(What to produce) Please locate each line in the rows below that contains the word "instance", and copy those lines out.

(Records for this exercise)
** start **
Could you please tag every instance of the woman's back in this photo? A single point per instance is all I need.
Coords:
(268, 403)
** end **
** start **
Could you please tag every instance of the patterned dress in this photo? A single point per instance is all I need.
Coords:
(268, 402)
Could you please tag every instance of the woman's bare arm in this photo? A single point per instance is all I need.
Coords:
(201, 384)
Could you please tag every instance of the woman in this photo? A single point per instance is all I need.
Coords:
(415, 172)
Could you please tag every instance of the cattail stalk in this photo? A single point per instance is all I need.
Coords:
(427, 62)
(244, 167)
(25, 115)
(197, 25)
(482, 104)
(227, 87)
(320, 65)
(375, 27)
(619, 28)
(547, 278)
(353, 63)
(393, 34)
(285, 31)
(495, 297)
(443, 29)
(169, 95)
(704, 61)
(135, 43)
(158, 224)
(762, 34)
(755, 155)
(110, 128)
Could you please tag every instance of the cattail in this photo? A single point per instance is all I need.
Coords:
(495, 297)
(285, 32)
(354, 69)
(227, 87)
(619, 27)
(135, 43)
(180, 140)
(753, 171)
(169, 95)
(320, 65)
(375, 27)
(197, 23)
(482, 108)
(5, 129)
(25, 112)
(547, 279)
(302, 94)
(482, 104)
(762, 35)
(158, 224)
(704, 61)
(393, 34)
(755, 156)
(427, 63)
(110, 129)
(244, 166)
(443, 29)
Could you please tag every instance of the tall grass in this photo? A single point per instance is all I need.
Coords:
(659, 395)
** end **
(Complete output)
Could you please tag every instance of the woman's back in this photo? A single point per instance is all I need.
Could you please tag every instance of the patterned dress in this photo? A single point per instance is all I need.
Could you please tag every instance of the woman's bare arm in this photo? A single point per instance is all I need.
Could you please tag every instance of the woman in this photo? A single point per instance is all I need.
Could you please tag every instance of the cattail stalk in this photo? A single point per instance is all I need.
Could you please tag every instance of the cattail in this photo? A single point per instance is all I need.
Could you please tag every instance of the tall grass in this photo? A single point per instance is all I need.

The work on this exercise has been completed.